Neste stand de Bragança os clientes podem encomendar qualquer tipo de veículo. Ludgero Afonso e o sobrinho, Nélson, fazem uma “prospeção” a nível nacional e europeu, tentando “garantir” o melhor carro para quem quer comprar. Além disso, também se trata, está claro, das devidas legalizações, caso os veículos venham de fora. O stand tem também parceiros para ajudar os clientes que precisem de um crédito. E os clientes que queiram vender as suas viaturas também ali o podem fazer.

Ludgero Afonso, que emigrou para a Suíça através do incentivo de um amigo, que lhe facilitou a vida no sentido de lhe arranjar trabalho e alojamento, agora, em Portugal, diz que tem “boas perspectivas” para o espaço que acaba de abrir. “Não é uma loja em que passam mil pessoas por dia, mas já se fizeram algumas vendas. Quanto mais formos andando mais as pessoas vão confiando em nós e é isso que queremos”, rematou o empresário.

Arrependimentos, até agora, não há, mas Ludgero Afonso sabe bem que ter estado emigrado foi o que lhe permitiu hoje ver esta aspiração realizada. “Sempre sonhei ter algo ligado às motos e carros. Se não tivesse emigrado não teria capacidade financeira para abrir este negócio, que exige um investimento grande. O mais satisfatório será, um dia, os clientes começarem a dar-nos um bom feedback”, vincou.

A vida, lá fora, muda “radicalmente”. Estar sozinho exige “muita força de vontade para não desistir”. Mas, houve um plano que foi traçado: um dia voltar. Esperar até à idade de reforma, tendo em conta o amor à terra, não fazia sentido. 

 

Negócio do tio evitou que jovem saísse de Bragança

Nelson Afonso, de 27 anos, é o sobrinho de Ludgero Afonso. Abriu o stand com o tio, que “é como um irmão”. O negócio deste familiar “especial” evitou que o jovem, que está a concluir o mestrado em Gestão de Empresas, no Instituto Politécnico de Bragança, saísse do distrito. Recebeu duas propostas de trabalho, na área, mas longe da região, em Santarém. O regresso do tio, além de ser um sonho tê-lo perto, permitiu que ficasse por cá e não fosse mais um dos jovens que se veem obrigados a deixar o distrito. “Sempre nos demos muito bem. Quando ele estava fora, falávamos todos os dias e ele sempre me disse que queria voltar, apesar de lá já ter vários amigos e uma vida relativamente estabilizada. Houve uma vez que me disse que era agora que voltava ou não voltava tão cedo e eu incentivei a que voltasse, que alguma coisa se arranjaria”, esclareceu o jovem.

Num país onde um licenciado ganha pouco mais de mil euros, conforme vincou, com todas as contas inerentes à normal sobrevivência, Nelson Afonso também não estava muito confiante em rumar a uma região mais longínqua para trabalhar na área. Agora tem tudo o que mais podia querer: um negócio que acredita que se tornará estável e o tio perto. “Tê-lo aqui é óptimo. Podemos ver-nos todos os dias. Isto ainda nos torna mais chegados”, terminou

 

É complicado ganhar menos mas nada de arrependimentos

Não há dúvidas de que sair do país é para muitos transmontanos uma solução. Vão em busca de uma vida melhor. Mas a saudade, por vezes, fala mais alto e a tranquilidade também.

::::::::

[Exercício breve] Segundo o texto sobre o stand de Bragança, em que localidade eram as duas propostas de trabalho que Nelson Afonso recebeu? Os itens provêm de uma fonte diferente.

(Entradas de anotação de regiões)
::::::::

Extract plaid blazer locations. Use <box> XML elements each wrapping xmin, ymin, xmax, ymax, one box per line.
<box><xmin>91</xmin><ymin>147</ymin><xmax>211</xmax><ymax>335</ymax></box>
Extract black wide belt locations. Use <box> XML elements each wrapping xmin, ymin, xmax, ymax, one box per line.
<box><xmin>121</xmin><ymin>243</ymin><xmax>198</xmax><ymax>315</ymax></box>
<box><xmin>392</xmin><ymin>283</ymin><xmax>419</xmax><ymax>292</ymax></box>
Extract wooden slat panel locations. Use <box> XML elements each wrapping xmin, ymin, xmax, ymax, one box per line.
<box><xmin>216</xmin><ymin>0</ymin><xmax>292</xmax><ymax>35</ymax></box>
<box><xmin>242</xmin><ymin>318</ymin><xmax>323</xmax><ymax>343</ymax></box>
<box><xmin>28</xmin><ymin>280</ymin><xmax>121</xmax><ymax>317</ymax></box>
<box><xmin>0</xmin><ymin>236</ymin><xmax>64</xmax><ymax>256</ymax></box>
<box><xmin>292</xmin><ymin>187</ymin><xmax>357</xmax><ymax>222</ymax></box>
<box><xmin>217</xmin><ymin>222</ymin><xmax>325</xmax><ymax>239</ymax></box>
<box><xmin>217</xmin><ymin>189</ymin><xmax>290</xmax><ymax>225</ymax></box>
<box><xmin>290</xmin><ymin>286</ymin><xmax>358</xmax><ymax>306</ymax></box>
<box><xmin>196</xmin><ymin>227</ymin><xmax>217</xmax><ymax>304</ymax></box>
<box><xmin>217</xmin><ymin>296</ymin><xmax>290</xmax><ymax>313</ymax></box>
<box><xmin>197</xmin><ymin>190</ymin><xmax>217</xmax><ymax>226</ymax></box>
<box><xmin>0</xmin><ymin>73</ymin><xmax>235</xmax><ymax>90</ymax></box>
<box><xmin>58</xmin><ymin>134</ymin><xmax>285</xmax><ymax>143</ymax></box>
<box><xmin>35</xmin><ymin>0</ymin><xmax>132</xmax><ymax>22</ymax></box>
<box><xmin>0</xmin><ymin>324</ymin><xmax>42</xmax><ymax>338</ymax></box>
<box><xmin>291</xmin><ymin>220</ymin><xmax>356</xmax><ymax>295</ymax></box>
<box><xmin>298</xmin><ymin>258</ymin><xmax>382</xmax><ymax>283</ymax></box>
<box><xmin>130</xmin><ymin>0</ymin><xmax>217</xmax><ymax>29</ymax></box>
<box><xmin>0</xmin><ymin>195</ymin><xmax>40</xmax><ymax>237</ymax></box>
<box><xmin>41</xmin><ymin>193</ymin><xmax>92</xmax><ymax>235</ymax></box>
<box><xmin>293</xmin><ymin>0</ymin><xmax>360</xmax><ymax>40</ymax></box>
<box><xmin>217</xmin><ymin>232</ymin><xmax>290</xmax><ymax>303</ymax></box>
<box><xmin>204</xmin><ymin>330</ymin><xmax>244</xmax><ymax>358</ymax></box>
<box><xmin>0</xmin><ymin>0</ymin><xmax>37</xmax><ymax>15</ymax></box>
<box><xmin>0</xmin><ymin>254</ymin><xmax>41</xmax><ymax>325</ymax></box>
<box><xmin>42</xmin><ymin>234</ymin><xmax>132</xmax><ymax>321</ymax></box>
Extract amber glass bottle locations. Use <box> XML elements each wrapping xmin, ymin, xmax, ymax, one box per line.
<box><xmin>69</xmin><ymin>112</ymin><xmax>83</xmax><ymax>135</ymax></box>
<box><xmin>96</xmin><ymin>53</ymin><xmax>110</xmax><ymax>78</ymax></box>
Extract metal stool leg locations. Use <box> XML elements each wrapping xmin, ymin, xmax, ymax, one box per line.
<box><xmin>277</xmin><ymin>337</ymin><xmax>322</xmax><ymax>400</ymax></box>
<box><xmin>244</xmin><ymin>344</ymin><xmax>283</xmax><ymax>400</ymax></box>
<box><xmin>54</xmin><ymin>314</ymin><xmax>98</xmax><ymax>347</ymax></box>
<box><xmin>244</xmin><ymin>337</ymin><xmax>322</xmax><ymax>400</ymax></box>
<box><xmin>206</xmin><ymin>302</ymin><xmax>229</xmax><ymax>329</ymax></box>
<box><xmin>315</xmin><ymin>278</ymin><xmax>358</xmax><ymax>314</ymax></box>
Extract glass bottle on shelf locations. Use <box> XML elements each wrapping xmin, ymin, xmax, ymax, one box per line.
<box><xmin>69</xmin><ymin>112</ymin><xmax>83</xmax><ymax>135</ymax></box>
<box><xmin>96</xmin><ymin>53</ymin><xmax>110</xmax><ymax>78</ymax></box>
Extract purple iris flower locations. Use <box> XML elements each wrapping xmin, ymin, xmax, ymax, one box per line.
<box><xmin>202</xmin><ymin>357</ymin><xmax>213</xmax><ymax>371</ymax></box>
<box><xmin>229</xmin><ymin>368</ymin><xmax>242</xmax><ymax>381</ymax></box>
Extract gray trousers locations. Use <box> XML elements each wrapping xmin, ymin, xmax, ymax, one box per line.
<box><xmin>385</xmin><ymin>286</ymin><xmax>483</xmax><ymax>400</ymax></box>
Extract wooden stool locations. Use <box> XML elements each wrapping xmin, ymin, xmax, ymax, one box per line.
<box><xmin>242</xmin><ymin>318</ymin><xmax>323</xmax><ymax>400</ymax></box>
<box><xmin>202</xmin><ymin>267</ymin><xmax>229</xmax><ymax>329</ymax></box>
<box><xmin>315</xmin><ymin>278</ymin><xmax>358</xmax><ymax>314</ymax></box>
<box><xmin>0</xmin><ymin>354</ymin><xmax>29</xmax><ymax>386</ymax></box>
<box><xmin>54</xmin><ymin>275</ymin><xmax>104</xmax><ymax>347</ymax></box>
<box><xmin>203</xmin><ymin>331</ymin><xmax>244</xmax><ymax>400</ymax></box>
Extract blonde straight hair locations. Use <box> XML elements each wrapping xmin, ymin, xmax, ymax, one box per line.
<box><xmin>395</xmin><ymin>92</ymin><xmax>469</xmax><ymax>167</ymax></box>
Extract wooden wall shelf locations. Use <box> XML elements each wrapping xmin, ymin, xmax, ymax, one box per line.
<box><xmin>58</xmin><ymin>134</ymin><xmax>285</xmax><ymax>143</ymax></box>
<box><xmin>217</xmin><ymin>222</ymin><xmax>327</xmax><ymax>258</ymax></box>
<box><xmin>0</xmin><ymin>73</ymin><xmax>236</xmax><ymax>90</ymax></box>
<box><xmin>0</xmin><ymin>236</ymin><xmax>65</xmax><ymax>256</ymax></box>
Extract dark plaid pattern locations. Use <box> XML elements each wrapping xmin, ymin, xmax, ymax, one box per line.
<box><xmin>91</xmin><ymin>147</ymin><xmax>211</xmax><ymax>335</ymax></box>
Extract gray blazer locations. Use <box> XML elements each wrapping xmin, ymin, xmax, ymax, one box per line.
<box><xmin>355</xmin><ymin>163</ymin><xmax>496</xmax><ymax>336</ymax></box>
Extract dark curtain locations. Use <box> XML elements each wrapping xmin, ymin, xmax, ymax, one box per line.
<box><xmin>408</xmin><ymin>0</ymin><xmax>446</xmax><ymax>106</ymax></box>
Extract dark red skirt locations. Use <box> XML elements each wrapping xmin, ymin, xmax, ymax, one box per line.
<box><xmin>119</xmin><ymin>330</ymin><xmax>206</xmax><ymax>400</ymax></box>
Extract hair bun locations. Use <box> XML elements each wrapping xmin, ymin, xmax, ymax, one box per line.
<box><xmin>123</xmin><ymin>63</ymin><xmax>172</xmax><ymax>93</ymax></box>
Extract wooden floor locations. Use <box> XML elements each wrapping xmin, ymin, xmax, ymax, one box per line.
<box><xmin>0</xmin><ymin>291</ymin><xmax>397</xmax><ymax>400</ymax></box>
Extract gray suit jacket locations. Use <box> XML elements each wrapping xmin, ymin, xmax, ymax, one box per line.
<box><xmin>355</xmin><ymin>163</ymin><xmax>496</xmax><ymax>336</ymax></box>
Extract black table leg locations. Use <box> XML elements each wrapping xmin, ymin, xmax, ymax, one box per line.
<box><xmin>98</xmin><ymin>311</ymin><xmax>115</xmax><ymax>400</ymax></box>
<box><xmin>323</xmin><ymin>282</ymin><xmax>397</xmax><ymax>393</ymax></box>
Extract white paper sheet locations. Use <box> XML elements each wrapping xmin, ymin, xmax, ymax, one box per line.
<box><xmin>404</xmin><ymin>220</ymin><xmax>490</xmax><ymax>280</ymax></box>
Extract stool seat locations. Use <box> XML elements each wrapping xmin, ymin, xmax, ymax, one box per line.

::::::::

[Resultado da tarefa] Em Santarém.